→ **QUÉ DEBE HACER**: Copie tal cual, de los datos que siguen, el fragmento que empieza en la línea que contiene "If you could indicate the stack" y termina en la que contiene "point(23, 200)", ambas incluidas.

→ **DATOS PROPORCIONADOS**:
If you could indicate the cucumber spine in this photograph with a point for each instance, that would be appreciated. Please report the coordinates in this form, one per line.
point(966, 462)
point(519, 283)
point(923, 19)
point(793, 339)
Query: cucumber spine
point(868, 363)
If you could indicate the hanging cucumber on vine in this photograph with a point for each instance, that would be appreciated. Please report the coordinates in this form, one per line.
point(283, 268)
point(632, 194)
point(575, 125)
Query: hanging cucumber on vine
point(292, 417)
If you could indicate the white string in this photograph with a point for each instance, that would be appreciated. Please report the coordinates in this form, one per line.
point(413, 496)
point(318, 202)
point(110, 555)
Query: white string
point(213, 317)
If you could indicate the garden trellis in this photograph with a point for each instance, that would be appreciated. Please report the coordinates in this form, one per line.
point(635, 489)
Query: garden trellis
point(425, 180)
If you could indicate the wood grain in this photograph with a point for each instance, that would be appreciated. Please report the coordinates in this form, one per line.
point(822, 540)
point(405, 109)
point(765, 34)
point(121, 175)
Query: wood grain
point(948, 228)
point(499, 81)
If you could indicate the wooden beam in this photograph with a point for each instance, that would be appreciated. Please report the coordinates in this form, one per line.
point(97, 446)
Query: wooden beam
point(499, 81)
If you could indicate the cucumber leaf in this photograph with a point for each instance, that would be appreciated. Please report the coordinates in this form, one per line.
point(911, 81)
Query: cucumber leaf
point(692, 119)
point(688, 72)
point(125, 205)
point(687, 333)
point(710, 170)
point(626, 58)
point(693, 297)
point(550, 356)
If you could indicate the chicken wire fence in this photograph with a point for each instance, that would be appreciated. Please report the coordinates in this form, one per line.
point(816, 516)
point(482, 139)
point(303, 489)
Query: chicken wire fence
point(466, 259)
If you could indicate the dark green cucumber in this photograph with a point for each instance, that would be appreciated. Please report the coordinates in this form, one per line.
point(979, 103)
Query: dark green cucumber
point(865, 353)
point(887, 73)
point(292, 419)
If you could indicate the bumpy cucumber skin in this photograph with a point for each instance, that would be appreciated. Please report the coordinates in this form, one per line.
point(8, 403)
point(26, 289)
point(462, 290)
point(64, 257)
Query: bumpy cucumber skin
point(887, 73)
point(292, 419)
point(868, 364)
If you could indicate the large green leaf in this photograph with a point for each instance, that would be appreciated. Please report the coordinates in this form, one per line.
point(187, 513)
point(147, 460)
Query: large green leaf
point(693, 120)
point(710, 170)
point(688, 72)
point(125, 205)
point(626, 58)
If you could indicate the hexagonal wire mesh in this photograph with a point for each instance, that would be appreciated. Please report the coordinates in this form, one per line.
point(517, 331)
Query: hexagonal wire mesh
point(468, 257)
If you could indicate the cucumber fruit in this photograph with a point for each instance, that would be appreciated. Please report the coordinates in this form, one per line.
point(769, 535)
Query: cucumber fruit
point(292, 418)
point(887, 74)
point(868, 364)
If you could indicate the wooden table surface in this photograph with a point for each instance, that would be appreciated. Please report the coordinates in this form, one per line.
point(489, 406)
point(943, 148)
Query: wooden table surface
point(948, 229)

--

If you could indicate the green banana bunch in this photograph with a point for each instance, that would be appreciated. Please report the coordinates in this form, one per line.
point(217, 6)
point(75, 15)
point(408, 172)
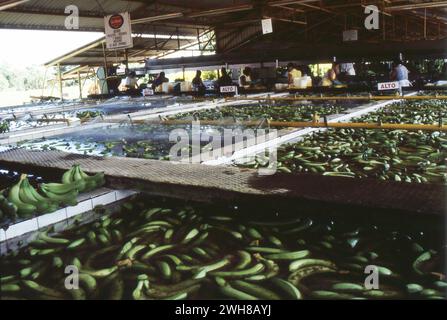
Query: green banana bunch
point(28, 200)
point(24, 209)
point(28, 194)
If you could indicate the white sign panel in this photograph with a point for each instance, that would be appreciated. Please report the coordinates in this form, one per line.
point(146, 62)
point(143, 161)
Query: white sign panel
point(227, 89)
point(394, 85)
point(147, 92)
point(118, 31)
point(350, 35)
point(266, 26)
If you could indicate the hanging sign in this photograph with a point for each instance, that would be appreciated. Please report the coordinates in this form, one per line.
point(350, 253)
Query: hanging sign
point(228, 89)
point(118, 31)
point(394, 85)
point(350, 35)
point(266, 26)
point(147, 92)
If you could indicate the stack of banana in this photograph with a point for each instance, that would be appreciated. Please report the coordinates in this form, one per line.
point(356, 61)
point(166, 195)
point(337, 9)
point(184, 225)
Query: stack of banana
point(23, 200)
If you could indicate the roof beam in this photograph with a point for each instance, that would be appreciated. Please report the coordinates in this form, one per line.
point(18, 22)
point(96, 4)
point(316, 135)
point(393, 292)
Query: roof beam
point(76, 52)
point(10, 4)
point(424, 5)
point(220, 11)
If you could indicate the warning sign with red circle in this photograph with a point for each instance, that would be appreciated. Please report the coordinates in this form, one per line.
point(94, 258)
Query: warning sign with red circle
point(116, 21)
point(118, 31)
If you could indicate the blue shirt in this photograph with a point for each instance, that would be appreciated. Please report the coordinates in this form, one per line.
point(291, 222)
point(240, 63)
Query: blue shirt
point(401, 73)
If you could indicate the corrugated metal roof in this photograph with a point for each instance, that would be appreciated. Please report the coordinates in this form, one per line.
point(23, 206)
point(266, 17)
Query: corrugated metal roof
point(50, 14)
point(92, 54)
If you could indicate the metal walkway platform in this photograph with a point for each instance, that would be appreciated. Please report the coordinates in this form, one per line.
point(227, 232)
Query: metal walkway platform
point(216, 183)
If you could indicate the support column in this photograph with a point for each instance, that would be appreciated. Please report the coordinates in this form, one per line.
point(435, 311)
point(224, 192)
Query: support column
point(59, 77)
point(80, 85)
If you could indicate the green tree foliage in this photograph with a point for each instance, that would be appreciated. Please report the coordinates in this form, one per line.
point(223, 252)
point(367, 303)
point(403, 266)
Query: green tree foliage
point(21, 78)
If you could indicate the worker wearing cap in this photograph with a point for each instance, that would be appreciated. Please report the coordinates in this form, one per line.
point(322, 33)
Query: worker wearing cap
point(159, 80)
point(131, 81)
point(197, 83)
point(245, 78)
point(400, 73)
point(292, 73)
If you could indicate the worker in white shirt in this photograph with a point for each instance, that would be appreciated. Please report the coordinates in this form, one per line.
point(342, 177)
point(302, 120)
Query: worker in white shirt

...

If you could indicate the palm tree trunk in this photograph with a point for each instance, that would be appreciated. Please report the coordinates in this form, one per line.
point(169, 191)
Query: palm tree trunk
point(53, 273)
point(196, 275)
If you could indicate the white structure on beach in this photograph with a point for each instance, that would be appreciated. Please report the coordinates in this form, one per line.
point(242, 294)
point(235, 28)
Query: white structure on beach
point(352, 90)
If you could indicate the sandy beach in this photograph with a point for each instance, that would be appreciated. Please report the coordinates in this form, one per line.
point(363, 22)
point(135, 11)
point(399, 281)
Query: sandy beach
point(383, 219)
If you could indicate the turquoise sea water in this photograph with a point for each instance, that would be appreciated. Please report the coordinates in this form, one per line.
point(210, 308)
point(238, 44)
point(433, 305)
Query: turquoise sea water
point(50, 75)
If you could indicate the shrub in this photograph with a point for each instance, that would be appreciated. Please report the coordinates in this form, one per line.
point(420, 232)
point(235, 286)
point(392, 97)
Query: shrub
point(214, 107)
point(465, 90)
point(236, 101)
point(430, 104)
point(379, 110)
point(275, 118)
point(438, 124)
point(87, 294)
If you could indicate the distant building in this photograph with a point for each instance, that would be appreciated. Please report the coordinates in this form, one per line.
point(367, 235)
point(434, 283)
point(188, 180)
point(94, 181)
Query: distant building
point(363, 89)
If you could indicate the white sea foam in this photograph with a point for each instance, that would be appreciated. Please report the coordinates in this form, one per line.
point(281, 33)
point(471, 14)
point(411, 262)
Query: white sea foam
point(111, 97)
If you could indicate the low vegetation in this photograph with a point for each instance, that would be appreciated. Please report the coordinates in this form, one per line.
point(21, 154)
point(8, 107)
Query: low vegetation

→ **RESPUESTA**:
If you could indicate the stack of banana in this photograph with a point for each instance, that would be appreciated. Please report the coordinates in this form, one per line.
point(356, 61)
point(166, 195)
point(337, 9)
point(184, 225)
Query: stack of banana
point(23, 200)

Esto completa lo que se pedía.